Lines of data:
========

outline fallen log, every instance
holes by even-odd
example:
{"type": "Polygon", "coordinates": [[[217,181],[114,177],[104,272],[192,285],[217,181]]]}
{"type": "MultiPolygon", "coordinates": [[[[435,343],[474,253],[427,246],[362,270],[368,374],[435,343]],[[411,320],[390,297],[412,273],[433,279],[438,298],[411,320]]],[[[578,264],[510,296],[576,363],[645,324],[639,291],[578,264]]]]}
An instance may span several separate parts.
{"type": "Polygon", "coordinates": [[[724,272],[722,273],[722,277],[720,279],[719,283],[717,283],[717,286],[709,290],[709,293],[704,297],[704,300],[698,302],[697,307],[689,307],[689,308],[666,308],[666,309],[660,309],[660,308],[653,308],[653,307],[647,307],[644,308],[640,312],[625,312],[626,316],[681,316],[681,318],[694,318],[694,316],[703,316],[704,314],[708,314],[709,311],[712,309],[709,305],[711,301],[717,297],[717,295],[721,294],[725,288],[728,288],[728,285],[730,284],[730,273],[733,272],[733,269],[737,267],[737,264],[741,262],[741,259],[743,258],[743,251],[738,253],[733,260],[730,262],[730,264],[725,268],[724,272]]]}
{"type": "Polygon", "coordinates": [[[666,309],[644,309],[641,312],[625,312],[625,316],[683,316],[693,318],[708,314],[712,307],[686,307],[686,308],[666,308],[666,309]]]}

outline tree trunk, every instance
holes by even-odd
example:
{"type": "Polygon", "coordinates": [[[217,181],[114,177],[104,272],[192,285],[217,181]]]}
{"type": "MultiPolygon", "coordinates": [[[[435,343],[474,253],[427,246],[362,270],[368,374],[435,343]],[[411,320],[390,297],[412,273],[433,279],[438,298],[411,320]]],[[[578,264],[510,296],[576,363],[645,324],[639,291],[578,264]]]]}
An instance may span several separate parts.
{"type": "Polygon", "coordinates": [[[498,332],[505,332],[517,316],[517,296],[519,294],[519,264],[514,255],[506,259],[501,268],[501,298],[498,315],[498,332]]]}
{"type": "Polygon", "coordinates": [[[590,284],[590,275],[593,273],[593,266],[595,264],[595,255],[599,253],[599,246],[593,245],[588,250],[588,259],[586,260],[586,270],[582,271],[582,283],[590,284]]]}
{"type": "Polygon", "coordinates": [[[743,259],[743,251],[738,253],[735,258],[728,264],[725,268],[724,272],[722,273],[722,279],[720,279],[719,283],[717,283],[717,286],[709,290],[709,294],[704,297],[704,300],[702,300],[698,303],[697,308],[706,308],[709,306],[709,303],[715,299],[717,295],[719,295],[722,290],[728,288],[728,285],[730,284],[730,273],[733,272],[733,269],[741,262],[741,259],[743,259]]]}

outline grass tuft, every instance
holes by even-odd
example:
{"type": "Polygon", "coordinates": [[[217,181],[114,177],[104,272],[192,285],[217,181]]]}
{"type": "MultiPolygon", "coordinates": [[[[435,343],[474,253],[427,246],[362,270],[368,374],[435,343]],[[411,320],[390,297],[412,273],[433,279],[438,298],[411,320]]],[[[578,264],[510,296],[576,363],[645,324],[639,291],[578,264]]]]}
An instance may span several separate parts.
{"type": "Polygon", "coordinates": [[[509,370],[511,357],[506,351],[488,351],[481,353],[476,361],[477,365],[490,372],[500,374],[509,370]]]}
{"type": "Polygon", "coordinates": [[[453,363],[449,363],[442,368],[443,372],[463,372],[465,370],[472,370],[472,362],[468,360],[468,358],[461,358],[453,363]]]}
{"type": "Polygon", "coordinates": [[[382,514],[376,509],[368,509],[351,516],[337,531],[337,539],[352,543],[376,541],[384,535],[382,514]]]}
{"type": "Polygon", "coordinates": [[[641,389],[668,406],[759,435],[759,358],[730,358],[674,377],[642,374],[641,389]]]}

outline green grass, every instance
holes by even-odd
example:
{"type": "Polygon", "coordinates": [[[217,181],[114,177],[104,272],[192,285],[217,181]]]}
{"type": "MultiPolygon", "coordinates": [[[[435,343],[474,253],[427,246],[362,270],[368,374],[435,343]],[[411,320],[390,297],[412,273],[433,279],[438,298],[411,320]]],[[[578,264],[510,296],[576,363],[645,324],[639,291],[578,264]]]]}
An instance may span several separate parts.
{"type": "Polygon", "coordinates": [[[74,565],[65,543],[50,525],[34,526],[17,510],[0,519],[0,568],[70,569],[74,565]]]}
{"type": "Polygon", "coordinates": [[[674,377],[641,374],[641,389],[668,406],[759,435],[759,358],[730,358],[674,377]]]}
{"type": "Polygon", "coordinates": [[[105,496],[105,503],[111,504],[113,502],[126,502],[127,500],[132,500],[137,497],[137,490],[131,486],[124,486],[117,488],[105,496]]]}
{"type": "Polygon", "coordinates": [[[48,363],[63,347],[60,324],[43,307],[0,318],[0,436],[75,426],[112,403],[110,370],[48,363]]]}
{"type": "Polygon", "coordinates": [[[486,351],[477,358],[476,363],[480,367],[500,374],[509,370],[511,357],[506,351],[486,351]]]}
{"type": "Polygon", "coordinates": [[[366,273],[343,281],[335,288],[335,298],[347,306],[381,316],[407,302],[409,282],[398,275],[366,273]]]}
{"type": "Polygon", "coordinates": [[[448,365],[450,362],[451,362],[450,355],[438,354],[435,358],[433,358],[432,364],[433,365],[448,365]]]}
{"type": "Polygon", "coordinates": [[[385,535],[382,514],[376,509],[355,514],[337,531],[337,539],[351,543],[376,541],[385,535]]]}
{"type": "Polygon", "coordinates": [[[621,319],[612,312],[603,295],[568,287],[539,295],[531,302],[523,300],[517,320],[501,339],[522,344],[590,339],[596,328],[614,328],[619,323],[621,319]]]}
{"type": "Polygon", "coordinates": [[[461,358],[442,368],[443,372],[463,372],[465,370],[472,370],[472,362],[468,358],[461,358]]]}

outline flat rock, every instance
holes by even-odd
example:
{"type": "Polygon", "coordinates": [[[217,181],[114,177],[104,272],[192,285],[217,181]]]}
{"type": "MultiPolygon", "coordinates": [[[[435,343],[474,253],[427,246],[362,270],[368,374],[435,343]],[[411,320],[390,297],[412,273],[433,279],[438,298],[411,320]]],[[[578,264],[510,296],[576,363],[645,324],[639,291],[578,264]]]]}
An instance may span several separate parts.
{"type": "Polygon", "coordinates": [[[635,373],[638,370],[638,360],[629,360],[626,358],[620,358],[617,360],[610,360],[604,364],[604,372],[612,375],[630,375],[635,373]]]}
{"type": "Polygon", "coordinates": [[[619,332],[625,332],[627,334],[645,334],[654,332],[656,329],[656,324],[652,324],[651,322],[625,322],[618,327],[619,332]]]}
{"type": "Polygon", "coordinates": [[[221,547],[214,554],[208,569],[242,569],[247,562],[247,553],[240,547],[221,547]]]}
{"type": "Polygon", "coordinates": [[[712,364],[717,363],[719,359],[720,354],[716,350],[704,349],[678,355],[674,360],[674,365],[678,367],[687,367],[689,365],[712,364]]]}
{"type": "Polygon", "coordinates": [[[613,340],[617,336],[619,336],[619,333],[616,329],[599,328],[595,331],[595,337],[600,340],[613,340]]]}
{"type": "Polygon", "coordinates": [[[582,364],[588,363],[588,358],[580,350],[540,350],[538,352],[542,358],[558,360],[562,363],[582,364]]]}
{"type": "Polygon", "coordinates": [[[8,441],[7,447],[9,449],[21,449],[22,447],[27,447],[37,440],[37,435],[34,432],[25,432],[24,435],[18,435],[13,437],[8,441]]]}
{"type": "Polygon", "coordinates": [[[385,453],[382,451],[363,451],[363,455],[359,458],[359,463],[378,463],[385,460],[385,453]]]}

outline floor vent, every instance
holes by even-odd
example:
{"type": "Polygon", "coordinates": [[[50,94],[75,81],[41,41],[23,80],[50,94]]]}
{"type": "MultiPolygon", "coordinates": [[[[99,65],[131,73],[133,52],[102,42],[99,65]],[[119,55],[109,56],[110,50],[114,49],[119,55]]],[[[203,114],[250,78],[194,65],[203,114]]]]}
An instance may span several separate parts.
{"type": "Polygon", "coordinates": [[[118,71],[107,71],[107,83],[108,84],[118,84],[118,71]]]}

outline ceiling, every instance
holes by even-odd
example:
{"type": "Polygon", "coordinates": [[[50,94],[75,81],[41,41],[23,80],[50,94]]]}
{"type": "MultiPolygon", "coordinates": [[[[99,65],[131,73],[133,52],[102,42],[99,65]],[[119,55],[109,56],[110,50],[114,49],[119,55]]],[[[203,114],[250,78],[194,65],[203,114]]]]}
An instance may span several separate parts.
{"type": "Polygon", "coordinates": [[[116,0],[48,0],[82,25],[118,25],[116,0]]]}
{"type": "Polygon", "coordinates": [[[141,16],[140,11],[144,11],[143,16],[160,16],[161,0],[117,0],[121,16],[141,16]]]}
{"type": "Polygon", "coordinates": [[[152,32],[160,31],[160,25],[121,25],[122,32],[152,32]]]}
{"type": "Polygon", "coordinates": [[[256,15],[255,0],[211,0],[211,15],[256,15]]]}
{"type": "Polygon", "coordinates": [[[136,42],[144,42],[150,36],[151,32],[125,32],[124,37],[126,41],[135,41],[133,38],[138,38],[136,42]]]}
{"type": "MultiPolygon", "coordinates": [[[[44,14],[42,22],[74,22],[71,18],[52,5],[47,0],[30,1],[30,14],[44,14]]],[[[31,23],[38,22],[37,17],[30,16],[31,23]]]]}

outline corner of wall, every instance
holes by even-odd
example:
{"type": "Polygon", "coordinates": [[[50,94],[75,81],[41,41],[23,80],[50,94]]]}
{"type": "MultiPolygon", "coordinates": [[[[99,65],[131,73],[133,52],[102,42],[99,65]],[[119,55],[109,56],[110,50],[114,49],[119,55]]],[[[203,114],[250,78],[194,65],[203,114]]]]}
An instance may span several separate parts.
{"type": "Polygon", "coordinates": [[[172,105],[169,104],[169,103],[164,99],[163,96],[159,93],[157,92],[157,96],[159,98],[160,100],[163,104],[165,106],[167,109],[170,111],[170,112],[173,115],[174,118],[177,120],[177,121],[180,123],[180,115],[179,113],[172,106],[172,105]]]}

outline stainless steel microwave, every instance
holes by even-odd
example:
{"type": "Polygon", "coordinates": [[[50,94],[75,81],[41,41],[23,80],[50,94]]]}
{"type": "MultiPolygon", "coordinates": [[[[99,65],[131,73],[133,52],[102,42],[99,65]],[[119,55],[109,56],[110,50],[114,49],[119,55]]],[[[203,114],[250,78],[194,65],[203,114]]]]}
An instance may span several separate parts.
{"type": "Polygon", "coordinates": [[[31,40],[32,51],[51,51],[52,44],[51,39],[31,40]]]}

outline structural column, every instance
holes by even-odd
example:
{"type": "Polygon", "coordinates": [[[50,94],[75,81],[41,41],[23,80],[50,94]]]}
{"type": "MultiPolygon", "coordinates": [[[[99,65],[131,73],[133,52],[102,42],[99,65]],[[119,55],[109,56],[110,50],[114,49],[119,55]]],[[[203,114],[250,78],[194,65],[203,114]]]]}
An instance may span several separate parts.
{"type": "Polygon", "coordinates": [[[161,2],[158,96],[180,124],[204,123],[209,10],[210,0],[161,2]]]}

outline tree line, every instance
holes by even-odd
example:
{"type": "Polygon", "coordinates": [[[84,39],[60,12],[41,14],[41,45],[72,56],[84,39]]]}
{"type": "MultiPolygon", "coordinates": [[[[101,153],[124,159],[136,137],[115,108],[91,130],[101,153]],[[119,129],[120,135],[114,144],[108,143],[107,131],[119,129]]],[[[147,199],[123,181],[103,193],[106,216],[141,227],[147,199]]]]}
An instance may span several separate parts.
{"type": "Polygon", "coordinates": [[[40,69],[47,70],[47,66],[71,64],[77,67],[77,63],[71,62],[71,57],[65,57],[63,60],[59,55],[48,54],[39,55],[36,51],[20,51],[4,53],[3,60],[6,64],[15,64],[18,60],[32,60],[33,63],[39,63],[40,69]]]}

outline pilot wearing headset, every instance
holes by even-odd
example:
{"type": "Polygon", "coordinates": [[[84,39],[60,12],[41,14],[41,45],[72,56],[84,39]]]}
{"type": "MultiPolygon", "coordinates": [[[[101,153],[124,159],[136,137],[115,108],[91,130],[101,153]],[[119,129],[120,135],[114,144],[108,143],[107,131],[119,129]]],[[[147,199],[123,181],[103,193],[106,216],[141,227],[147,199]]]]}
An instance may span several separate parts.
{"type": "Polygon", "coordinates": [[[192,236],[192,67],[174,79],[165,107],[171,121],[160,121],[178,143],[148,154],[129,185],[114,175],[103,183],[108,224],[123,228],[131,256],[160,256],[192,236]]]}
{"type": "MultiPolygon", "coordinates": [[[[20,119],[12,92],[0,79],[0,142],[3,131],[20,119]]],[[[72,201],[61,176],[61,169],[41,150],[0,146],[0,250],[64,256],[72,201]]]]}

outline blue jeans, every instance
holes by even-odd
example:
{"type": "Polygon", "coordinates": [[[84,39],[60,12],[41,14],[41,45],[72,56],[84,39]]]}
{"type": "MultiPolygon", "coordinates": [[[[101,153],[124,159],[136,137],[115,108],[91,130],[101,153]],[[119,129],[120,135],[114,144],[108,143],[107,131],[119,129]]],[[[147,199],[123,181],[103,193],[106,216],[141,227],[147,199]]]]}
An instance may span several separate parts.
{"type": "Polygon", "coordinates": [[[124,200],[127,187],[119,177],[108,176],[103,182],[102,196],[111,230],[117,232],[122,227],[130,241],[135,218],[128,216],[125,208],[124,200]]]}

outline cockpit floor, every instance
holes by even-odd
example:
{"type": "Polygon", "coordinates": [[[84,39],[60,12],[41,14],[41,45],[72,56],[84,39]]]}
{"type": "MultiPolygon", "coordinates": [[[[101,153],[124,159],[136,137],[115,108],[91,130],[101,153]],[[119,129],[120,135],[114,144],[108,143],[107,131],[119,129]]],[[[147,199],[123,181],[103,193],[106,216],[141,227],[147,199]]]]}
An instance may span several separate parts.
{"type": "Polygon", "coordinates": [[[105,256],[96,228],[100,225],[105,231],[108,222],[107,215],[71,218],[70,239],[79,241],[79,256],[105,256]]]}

========

● **What to work on**
Give again only the lines of the material above that run from the one with "outline pilot wearing headset, every instance" through the end, both included, exactly as they appear.

● **Exercise output**
outline pilot wearing headset, every instance
holes by even-odd
example:
{"type": "Polygon", "coordinates": [[[84,39],[60,12],[41,14],[41,45],[72,56],[84,39]]]}
{"type": "MultiPolygon", "coordinates": [[[[101,153],[124,159],[136,137],[115,108],[91,130],[101,153]],[[119,129],[120,135],[114,144],[108,143],[107,131],[119,129]]],[[[147,199],[123,181],[103,193],[106,216],[141,227],[147,199]]]]}
An instance may span several separate parts.
{"type": "Polygon", "coordinates": [[[192,236],[192,67],[174,79],[165,107],[171,121],[160,121],[178,143],[148,154],[129,185],[114,175],[103,183],[108,224],[123,228],[131,256],[160,256],[192,236]]]}
{"type": "MultiPolygon", "coordinates": [[[[20,119],[12,92],[0,79],[0,142],[3,131],[20,119]]],[[[72,201],[61,176],[61,169],[41,150],[0,146],[0,250],[64,256],[72,201]]]]}

outline blue jeans, every instance
holes by even-odd
example:
{"type": "Polygon", "coordinates": [[[84,39],[60,12],[41,14],[41,45],[72,56],[84,39]]]}
{"type": "MultiPolygon", "coordinates": [[[[101,153],[124,159],[136,137],[115,108],[91,130],[101,153]],[[119,129],[120,135],[114,144],[108,143],[107,131],[119,129]]],[[[147,199],[123,181],[103,193],[106,216],[141,227],[147,199]]]]}
An instance may span several separate parts.
{"type": "Polygon", "coordinates": [[[124,200],[127,187],[119,177],[108,176],[103,182],[102,196],[111,230],[117,232],[122,227],[130,241],[135,218],[128,216],[125,208],[124,200]]]}

outline cockpit floor, every instance
holes by even-odd
example:
{"type": "Polygon", "coordinates": [[[84,39],[60,12],[41,14],[41,45],[72,56],[84,39]]]}
{"type": "MultiPolygon", "coordinates": [[[[101,153],[124,159],[136,137],[115,108],[91,130],[101,153]],[[119,129],[120,135],[114,144],[108,143],[107,131],[119,129]]],[[[147,199],[123,181],[103,193],[106,216],[141,227],[147,199]]]]}
An instance may span several separate parts.
{"type": "Polygon", "coordinates": [[[105,256],[96,228],[100,225],[105,231],[108,222],[107,215],[71,218],[70,239],[79,241],[79,256],[105,256]]]}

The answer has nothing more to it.